[Given instruction]
Take the line containing "Return one point for each instance of the white siding" and all lines after it to the end of the records, and output them exactly.

[Information supplied]
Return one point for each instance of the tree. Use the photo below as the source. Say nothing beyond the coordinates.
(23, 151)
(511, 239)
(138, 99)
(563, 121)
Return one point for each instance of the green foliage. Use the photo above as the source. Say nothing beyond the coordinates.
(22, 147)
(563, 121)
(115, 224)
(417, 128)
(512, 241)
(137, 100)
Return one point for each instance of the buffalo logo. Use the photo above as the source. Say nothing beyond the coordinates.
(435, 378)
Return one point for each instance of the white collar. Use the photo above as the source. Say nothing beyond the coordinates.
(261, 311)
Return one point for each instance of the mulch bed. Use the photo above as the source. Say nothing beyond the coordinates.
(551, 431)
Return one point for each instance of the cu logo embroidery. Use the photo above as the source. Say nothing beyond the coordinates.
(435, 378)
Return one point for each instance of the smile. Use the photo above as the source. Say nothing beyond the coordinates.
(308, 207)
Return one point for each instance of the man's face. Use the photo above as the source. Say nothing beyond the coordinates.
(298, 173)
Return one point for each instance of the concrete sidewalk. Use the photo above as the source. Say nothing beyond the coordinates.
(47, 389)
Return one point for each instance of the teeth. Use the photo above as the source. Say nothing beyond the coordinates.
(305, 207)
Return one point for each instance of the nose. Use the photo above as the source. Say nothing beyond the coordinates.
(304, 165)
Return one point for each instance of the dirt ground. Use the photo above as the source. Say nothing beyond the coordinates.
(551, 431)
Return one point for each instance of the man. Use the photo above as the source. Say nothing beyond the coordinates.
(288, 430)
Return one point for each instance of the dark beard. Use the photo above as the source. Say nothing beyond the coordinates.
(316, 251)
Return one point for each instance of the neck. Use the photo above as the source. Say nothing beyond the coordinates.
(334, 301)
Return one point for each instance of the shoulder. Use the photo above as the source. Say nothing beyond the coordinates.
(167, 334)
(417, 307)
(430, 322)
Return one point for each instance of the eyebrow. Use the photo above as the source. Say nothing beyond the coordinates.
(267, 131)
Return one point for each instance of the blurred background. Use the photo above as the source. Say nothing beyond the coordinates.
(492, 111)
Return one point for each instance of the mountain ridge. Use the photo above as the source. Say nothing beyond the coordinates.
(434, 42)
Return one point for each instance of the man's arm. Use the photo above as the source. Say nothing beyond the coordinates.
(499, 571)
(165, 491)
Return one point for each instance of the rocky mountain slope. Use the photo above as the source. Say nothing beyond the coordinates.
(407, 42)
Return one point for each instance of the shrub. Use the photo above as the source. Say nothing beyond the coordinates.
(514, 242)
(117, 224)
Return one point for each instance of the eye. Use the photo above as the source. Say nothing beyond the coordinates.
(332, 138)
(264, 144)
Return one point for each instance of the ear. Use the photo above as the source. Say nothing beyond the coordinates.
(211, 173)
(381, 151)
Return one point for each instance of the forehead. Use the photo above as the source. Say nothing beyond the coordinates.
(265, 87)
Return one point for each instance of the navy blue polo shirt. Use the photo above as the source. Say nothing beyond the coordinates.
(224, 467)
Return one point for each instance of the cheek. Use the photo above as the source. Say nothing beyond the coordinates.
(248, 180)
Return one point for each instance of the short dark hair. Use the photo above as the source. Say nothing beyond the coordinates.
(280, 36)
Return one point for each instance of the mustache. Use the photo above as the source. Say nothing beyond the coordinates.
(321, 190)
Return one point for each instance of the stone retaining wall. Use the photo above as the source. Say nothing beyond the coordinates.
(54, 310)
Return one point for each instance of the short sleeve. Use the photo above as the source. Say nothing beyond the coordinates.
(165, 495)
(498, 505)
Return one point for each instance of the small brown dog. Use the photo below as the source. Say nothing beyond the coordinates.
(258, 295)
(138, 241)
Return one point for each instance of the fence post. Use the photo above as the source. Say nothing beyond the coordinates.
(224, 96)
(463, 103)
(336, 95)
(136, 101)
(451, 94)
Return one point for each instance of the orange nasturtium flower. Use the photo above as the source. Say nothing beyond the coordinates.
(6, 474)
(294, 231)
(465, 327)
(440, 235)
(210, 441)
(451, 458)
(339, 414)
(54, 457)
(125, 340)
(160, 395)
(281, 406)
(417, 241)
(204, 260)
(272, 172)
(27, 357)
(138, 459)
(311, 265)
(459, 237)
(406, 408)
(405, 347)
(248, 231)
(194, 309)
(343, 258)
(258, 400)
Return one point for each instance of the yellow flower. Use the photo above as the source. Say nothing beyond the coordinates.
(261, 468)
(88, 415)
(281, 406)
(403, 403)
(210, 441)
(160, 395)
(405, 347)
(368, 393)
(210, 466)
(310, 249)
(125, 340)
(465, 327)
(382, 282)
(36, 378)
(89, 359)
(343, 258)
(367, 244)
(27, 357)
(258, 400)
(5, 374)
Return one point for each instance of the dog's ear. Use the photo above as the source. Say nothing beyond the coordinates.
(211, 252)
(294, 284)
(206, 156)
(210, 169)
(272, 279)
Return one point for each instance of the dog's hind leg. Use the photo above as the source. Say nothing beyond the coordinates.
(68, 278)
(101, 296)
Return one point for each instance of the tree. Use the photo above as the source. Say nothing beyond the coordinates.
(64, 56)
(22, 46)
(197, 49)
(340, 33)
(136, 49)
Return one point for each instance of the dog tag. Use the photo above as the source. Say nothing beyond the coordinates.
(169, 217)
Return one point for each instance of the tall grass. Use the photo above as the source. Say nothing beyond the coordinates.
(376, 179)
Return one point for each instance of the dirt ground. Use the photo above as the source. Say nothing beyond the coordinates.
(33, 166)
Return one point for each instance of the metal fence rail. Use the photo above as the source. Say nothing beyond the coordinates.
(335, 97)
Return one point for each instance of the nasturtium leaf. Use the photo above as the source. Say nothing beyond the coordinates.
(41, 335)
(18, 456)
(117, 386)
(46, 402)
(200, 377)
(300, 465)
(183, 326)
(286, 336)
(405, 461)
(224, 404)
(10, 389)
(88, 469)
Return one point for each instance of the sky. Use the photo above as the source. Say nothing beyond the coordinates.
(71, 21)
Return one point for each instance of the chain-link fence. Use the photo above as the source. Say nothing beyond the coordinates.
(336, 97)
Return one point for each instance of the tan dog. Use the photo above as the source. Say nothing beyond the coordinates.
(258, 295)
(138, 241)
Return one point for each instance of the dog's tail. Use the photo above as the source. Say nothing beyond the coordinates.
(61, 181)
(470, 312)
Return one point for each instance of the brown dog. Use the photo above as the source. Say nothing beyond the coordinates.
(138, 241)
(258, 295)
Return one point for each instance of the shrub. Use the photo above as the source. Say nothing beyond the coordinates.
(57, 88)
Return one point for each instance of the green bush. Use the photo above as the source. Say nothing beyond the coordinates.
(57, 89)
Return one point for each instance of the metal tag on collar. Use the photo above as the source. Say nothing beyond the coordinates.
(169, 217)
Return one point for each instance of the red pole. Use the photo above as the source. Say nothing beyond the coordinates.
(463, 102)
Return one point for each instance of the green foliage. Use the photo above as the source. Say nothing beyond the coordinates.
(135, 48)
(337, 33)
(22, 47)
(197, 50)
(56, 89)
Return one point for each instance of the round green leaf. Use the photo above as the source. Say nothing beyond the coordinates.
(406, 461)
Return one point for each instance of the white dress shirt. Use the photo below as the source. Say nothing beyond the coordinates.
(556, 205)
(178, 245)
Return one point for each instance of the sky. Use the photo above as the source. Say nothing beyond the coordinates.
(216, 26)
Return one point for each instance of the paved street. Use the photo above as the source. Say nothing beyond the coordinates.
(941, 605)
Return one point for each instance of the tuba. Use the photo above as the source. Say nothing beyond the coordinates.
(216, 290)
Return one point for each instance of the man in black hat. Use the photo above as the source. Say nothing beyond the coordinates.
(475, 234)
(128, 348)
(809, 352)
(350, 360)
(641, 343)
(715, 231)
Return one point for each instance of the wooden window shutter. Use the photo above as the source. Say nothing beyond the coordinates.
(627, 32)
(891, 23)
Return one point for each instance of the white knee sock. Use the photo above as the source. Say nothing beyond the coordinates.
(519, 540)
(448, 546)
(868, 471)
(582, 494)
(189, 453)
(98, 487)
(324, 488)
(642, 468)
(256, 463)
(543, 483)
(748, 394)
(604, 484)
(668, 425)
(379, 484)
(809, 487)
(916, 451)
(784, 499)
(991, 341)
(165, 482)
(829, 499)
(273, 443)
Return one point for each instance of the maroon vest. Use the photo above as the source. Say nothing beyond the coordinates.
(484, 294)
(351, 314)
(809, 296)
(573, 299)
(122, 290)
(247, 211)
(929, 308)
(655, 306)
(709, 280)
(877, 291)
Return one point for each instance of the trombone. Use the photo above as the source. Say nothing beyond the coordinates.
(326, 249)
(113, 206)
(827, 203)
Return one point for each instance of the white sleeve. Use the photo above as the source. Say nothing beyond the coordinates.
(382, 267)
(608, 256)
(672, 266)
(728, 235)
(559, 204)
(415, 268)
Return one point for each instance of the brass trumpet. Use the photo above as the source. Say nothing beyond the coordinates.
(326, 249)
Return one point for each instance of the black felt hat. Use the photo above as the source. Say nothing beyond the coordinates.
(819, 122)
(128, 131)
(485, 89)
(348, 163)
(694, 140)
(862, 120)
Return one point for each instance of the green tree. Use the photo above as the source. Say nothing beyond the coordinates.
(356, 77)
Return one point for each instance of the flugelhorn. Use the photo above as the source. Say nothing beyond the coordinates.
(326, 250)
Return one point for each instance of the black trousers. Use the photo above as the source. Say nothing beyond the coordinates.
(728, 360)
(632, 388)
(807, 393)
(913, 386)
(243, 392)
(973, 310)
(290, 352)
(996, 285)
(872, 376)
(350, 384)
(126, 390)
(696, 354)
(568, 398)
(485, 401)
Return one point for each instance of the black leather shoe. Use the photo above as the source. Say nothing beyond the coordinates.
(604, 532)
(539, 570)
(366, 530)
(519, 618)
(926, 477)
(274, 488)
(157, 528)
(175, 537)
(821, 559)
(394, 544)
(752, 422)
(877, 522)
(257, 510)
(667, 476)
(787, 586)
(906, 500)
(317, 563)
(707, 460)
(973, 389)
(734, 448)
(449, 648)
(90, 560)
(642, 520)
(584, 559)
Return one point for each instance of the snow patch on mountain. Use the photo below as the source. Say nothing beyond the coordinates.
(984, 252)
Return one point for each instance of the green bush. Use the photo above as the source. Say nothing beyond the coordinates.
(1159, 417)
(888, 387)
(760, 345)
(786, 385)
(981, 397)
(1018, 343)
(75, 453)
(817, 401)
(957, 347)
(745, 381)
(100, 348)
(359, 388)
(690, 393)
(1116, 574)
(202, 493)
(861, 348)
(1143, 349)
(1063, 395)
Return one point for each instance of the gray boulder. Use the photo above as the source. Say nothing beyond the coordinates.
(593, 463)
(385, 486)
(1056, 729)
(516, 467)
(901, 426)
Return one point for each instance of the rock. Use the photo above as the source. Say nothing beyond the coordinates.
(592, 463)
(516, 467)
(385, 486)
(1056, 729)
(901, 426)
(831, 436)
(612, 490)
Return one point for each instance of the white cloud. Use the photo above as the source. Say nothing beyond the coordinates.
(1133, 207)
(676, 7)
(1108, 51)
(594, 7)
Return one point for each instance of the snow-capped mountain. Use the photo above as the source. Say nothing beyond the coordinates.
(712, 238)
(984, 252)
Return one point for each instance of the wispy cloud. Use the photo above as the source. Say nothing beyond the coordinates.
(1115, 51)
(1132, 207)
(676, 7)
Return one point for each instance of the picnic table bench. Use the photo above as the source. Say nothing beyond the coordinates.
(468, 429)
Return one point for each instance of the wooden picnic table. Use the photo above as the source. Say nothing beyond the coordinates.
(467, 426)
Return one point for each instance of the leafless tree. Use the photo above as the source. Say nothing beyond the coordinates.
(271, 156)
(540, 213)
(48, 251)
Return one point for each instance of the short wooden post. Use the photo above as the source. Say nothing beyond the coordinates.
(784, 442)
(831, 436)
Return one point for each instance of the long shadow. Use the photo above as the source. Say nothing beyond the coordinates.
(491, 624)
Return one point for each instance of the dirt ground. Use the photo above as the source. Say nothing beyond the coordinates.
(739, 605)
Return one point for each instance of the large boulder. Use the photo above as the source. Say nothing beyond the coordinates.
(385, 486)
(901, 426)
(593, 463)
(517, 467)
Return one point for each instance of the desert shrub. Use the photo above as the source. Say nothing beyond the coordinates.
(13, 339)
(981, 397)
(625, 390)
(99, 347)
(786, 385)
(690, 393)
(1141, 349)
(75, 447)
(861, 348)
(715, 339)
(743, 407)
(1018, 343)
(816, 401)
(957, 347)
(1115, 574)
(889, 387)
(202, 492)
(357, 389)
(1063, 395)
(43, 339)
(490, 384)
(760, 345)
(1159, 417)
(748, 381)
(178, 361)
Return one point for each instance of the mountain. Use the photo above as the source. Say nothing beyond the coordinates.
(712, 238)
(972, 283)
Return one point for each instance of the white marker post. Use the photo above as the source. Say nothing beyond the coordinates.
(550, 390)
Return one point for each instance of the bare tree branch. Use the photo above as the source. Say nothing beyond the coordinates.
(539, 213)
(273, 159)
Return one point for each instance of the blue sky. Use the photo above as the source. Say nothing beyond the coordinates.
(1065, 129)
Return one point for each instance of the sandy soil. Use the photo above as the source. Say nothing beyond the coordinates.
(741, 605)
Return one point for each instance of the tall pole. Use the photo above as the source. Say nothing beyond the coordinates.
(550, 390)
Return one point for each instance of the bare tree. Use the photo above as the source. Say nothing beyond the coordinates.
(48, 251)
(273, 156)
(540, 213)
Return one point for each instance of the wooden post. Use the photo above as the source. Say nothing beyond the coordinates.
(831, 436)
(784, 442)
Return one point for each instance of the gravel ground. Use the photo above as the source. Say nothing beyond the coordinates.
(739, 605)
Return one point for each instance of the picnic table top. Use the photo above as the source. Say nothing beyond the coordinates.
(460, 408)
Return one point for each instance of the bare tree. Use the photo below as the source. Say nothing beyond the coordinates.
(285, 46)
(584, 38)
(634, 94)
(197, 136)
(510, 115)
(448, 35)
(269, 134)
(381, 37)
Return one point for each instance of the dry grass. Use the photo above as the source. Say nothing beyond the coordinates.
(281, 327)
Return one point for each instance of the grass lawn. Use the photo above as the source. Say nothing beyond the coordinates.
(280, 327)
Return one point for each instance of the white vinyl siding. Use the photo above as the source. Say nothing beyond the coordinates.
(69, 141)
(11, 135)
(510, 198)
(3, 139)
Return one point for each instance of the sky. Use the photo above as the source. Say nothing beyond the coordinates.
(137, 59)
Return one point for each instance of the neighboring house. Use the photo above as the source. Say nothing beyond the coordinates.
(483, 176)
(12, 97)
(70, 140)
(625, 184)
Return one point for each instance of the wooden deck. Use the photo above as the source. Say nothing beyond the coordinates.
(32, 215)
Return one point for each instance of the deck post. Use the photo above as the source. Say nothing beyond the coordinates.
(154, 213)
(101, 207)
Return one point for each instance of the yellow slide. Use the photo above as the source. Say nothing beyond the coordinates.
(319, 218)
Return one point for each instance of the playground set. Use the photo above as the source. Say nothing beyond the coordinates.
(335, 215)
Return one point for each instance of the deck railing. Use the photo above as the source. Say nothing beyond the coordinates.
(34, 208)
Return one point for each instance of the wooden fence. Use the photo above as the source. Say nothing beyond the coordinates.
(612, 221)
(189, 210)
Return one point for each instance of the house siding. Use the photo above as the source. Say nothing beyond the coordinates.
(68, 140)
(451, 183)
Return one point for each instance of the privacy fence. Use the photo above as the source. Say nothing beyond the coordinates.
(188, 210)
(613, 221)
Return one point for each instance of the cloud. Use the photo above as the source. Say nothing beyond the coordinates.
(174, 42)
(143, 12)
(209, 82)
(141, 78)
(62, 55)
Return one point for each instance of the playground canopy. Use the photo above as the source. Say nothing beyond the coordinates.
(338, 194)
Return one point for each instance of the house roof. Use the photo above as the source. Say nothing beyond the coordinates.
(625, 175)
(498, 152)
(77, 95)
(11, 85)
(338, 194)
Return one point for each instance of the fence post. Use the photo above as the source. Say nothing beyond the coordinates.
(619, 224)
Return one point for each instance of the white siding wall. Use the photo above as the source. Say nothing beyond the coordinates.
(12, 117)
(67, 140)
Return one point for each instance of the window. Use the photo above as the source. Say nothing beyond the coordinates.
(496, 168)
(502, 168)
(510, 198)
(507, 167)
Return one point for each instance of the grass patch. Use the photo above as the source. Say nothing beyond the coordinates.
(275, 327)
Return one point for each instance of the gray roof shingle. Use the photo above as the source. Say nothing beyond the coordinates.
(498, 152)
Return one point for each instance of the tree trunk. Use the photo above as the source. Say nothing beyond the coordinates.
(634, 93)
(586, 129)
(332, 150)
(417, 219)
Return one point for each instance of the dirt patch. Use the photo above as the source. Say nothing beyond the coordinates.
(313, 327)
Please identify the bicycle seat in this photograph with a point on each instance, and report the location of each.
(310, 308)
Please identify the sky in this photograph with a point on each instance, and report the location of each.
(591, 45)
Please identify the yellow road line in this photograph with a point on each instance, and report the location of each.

[Full response]
Return one point for each instance of the white siding wall. Use the photo above as the source. Say nothing beyond the coordinates.
(12, 117)
(67, 140)
Return one point for each instance of the window. Use the photo above as the source. Say nothing beyond the coordinates.
(496, 168)
(502, 168)
(510, 198)
(507, 167)
Return one point for each instance of the grass patch. Use the photo above as the source. Say nothing beyond the coordinates.
(275, 327)
Return one point for each instance of the gray roof shingle. Use the photo above as the source. Say nothing beyond the coordinates.
(498, 152)
Return one point for each instance of the tree trunk. Use the photo above as the source. Say nothing beyond the coordinates.
(634, 93)
(586, 129)
(332, 150)
(417, 219)
Return one point for each instance of the dirt patch. Use the photo above as the source. Say nothing beyond the coordinates.
(313, 327)
Please identify the bicycle seat in this photograph with a point on each instance, and report the location of each.
(310, 308)
Please identify the sky in this photograph with a point on each instance, and report the location of each.
(591, 45)
Please identify the yellow road line in this photograph with a point on each instance, and report the location of each.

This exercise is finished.